WHAT THIS TASK INVOLVES -> Rewrite the lines below with every "point_to" changed to "locate_all" and nothing else altered.

Saved entries ->
════════
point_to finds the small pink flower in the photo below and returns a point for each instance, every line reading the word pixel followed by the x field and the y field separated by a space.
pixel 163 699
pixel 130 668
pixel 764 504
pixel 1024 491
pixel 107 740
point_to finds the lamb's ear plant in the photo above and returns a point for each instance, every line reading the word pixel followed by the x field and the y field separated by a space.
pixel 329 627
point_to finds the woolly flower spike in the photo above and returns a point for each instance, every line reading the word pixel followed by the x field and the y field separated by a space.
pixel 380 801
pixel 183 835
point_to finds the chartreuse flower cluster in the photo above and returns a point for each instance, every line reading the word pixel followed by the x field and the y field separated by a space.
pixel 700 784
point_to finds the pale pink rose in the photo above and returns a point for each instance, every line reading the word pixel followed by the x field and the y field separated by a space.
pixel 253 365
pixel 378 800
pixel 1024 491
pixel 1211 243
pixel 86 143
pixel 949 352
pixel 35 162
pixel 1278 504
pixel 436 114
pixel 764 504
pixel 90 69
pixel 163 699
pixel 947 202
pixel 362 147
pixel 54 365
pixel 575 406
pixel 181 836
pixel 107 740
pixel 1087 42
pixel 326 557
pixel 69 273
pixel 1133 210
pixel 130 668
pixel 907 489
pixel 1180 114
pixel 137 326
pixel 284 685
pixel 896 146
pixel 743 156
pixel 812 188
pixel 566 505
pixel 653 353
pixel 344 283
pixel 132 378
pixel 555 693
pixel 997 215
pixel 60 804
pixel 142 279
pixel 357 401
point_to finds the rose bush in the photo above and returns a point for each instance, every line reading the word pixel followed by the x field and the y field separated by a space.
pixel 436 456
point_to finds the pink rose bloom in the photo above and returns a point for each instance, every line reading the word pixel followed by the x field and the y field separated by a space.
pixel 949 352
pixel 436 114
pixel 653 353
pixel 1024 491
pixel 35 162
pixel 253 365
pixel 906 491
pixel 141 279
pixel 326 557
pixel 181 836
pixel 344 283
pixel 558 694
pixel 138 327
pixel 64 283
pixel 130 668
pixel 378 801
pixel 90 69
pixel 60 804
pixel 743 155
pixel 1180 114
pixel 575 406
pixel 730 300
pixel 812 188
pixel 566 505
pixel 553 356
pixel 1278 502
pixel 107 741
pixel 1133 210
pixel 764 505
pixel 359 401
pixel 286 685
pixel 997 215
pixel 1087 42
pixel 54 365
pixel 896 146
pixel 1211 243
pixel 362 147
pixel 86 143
════════
EXPECTED OUTPUT ->
locate_all finds the small pink flower in the photo below and returns a point for each instance, every line reading the word pixel followed by the x field and the y field separated by a space.
pixel 163 699
pixel 130 668
pixel 764 504
pixel 1024 491
pixel 107 740
locate_all finds the lamb's ear plant in the photo above and returns a point for each instance, every line reading the word pixel followed by the x field and the y field separated by a space.
pixel 329 627
locate_all finds the woolly flower spike in the photo above and returns a point for each instance, every line reading the word pixel followed by the x field and the y field separated by a space.
pixel 380 801
pixel 183 835
locate_all finds the chartreuse flower cluster in the photo above and returns a point for each instance, every line reading the word pixel followed by the x field and the y field separated by a space.
pixel 700 784
locate_all finds the pale pink rose in the photo above and returns a point for each instance, every line reading the word pixel followed by the x field and the y field separated by a space.
pixel 253 365
pixel 378 800
pixel 1024 491
pixel 1211 243
pixel 86 143
pixel 949 352
pixel 35 162
pixel 1278 504
pixel 436 114
pixel 764 504
pixel 90 69
pixel 163 699
pixel 947 202
pixel 362 147
pixel 54 365
pixel 575 406
pixel 181 836
pixel 107 740
pixel 1087 42
pixel 326 557
pixel 69 273
pixel 1133 210
pixel 130 668
pixel 907 489
pixel 1180 114
pixel 137 326
pixel 284 685
pixel 896 146
pixel 743 156
pixel 812 188
pixel 566 505
pixel 653 353
pixel 344 283
pixel 132 378
pixel 555 693
pixel 997 215
pixel 60 804
pixel 142 279
pixel 357 401
locate_all finds the rose bush in the photo above and returns a point for each instance, every line reading the word pixel followed by the x field and the y field separated by a space.
pixel 436 456
locate_all finds the pink rose bloom in the photo above and returns a point for each instance, every line reading the word pixel followed by the x field and the y field separated by a space.
pixel 949 352
pixel 436 114
pixel 653 353
pixel 1024 491
pixel 35 162
pixel 253 365
pixel 906 491
pixel 141 279
pixel 326 557
pixel 181 836
pixel 344 283
pixel 558 694
pixel 138 327
pixel 64 283
pixel 130 668
pixel 378 801
pixel 90 69
pixel 60 804
pixel 743 155
pixel 1180 114
pixel 575 406
pixel 730 300
pixel 812 188
pixel 566 505
pixel 553 356
pixel 1278 502
pixel 107 741
pixel 1133 210
pixel 764 505
pixel 359 401
pixel 286 685
pixel 997 215
pixel 1087 42
pixel 54 365
pixel 896 146
pixel 1211 243
pixel 362 147
pixel 86 143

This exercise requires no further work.